__What you should do__:
Copy out the rows from the line containing "Task: Expected behaviour is that every instance of the green" through the end of the rows, both ends included. Keep every line unchanged except the answer coordinates, where each number goes up by 39.

__Stored data__:
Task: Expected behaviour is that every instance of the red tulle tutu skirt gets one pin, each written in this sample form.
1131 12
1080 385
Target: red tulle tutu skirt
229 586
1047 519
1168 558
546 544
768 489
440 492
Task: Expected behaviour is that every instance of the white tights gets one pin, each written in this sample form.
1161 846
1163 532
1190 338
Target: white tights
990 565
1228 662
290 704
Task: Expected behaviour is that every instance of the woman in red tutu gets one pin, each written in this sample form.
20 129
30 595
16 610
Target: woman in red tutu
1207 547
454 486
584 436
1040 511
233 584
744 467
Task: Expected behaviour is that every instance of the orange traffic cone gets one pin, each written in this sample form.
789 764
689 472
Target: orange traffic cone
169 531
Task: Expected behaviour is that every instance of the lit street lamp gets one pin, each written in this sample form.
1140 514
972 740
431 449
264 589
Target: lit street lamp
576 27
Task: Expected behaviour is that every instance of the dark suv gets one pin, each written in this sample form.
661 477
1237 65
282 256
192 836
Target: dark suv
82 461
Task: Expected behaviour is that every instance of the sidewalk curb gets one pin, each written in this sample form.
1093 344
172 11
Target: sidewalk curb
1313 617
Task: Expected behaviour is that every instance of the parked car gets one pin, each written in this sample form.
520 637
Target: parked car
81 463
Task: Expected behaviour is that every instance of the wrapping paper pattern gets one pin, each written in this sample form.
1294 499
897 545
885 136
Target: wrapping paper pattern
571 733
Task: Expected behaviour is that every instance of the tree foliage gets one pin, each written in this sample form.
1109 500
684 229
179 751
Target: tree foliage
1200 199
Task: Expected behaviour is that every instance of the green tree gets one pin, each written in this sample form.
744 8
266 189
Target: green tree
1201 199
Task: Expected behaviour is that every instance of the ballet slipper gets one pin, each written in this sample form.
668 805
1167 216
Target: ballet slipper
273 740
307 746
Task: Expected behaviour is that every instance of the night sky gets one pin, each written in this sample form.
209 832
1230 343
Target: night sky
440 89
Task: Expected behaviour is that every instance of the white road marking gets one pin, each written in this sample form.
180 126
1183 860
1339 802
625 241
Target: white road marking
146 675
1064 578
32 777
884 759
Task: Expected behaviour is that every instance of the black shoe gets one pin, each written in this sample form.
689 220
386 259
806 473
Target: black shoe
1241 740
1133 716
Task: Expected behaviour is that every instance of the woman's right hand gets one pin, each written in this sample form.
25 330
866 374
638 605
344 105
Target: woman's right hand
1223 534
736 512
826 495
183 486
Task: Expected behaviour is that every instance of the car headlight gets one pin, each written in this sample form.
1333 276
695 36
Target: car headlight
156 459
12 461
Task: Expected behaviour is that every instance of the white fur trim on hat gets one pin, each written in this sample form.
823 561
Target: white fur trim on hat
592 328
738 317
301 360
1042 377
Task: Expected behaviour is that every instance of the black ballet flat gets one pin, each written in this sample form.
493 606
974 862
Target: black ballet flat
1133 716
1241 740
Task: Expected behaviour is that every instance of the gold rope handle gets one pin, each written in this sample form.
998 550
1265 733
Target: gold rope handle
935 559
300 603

__Task output__:
Task: Expected behaviour is that every instance of the green tree gets one pin, each written in this sample form.
744 8
266 189
Target: green tree
1240 238
Task: Expected behaviour is that every instance of the ballet slipper gets one pin, each written in this sample form.
668 805
1167 216
Target: ballet slipper
312 779
346 785
Task: Expected behaviour is that every instance of the night sky gets one pin, each written in this sample form.
209 832
1230 343
Target: night sky
479 128
Task: Expected behaviour is that every instance of the white road marking gets one pin, each written in this sample form.
180 126
1183 860
1339 802
625 241
Target: white road marking
185 714
1103 617
71 816
923 798
Task: Expected behaviour is that every instance of the black shoe gets one pin, each written in this sample form.
689 220
386 259
806 473
Target: black shoe
1280 779
1172 755
Task: Expected behaviour is that every instance of the woman's right hand gets one pin, each written in this sample form.
25 330
866 374
638 605
344 105
Target: woman's right hand
1262 573
775 551
865 534
222 525
Task: Expected behaviour is that every instance of the car headlight gets one pin, each written in this sample form.
1333 276
695 36
Target: car headlight
195 498
51 500
Task: Expected behaviour is that every instance of the white fur trim on hat gets one pin, each written in this sample form.
823 561
Target: white fur trim on hat
631 367
777 356
340 399
1081 416
Task: Expected behaviour is that every instance of the black ballet flat gets one pin, each written in this sample form.
493 606
974 862
Target: black ballet flat
1172 755
1280 779
Task: Expected behaviour is that every instance of the gold rope handle gets one pin, each written in this sample form.
998 550
1265 733
Target: gold rope handle
974 598
339 642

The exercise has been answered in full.